# Consegne dell'esercizio
1 > Trasforma in un elenco puntato il paragrafo che inizia con "A circa un’ora di" nel testo sul vino di Graziano Terzoni, mantenendo i fatti principali.
2 > Riprendi il testo sul vino di Graziano Terzoni dal punto in cui si ferma e portalo avanti.

# Testo proposto
···

Emilia Romagna: Podere Pavolini, Pas Dosé s.a., pds 96, Fortana 80%, Pinot Nero 20%

A circa un’ora di macchia, passando da Podenzano, si arriva a Vernasca, dove ha la sede la ditta di Graziano Terzoni. Enologo, filosofo di vita e personaggio istrionico ha saputo dare un tocco di colore alla serata con la sua idea di vino. Graziano è un ricercatore con un chiodo fisso in testa: fare spumanti che abbiano come riferimento il prodotto acclamato nei secoli, lo champagne. Questa idea gli frullava in testa da bambino fin da quando, ascoltando “Barbera e Champagne “di Giorgio Gaber chiese a suo padre cos’era questo vino che non conosceva (champagne ndr). Oggi i suoi prodotti devono rispettare i parametri che si è imposto: zero amaro, bolla finissima e acidità setosa. Parafrasando il concetto ha spiegato che “… è come un arrosto sugoso, non importa se sia di maiale, vitello, capretto, essenziale è che sia succulento e non stopposo.” Con queste premesse ci accingiamo ad approcciare il suo prodotto. Bel giallo paglierino/dorato alla vista. Il vino è arricchito da molteplici file di lenti treni di bollicine che guadagnano la superficie. Naso elegante ricco di sensazioni fruttate e floreali. Mela verde, susina e ginestra su tutto. È in bocca che ci conquista. Bollicina setosa, morbida e carezzevole: cremosa. La saporosa freschezza riporta alla mente frutti tropicali ed accenni di pasticceria restando comunque sempre tagliente. Persistente e gustoso fino all’ultimo sorso.

···

# Elenco
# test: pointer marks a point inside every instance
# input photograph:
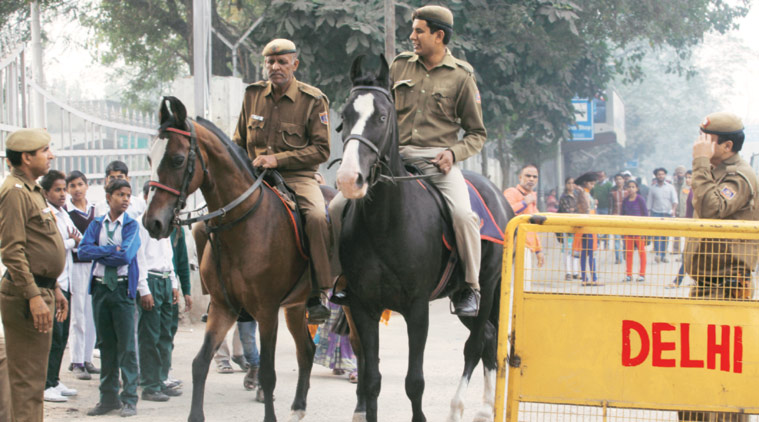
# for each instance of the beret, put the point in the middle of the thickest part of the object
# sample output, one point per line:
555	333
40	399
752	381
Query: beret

···

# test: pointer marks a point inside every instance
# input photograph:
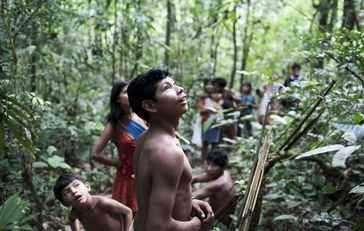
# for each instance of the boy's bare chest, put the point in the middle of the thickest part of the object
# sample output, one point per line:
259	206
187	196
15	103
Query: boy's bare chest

···

# Soluzioni per consegna
1 >
- La ditta di Graziano Terzoni ha sede a Vernasca, dove si arriva passando da Podenzano.
- Terzoni è enologo, filosofo di vita e personaggio istrionico.
- Il suo obiettivo è fare spumanti che abbiano come riferimento lo champagne.
- L'idea gli è venuta da bambino, ascoltando "Barbera e Champagne" di Giorgio Gaber.
- I parametri che si è imposto sono zero amaro, bolla finissima e acidità setosa.
- Alla vista il vino è giallo paglierino/dorato, con molte file di lenti treni di bollicine.
- Il naso è elegante, fruttato e floreale, con mela verde, susina e ginestra.
- In bocca la bollicina è setosa, morbida e cremosa. La freschezza saporosa richiama frutti tropicali e accenni di pasticceria, restando sempre tagliente.
- Il vino è persistente e gustoso fino all’ultimo sorso.

2 >
Lombardia: Cascina Gnocco, Pas Dosé Rosé s.a., pds 110, Mornasca 100%

Ci spostiamo in Oltrepò Pavese dove il racconto del territorio è affidato ad un’uva tradizionale: la Mornasca. Conosciuta anche come uva di Mornico era diffusa in quanto molto produttiva. Come per altri vitigni, dopo la fillossera, cadde nell’oblio ed ha rischiato di sparire. L’azienda con il “Progetto Autoctoni” l’ha riscoperta ed inserita nel Registro Nazionale delle varietà della vite dandole nuova linfa vitale. È una di quelle uve che definisco “fantasma” in quanto veramente ardua da trovare, ma noi ce l’abbiamo fatta! Domenico Cuneo ci avverte che le sensazioni organolettiche non hanno parametri con altri vitigni, per cui… maneggiare con cura. Rosato molto intenso che ricorda il colore carminio, perlage quasi assente. Al naso avvolge con sensazioni terziarie di tabacco e sbuffi di cioccolata bianca, poi fiori appassiti. In bocca il pizzicore dell’anidride carbonica è delicato: dopo il primo sorso, sparisce completamente e si degusta un vino, piacevolmente fresco, ma senza la sensazione tattile della pungenza. Forse i 110 mesi sui lieviti hanno sfiancato troppo il vino. Provare con soste minori?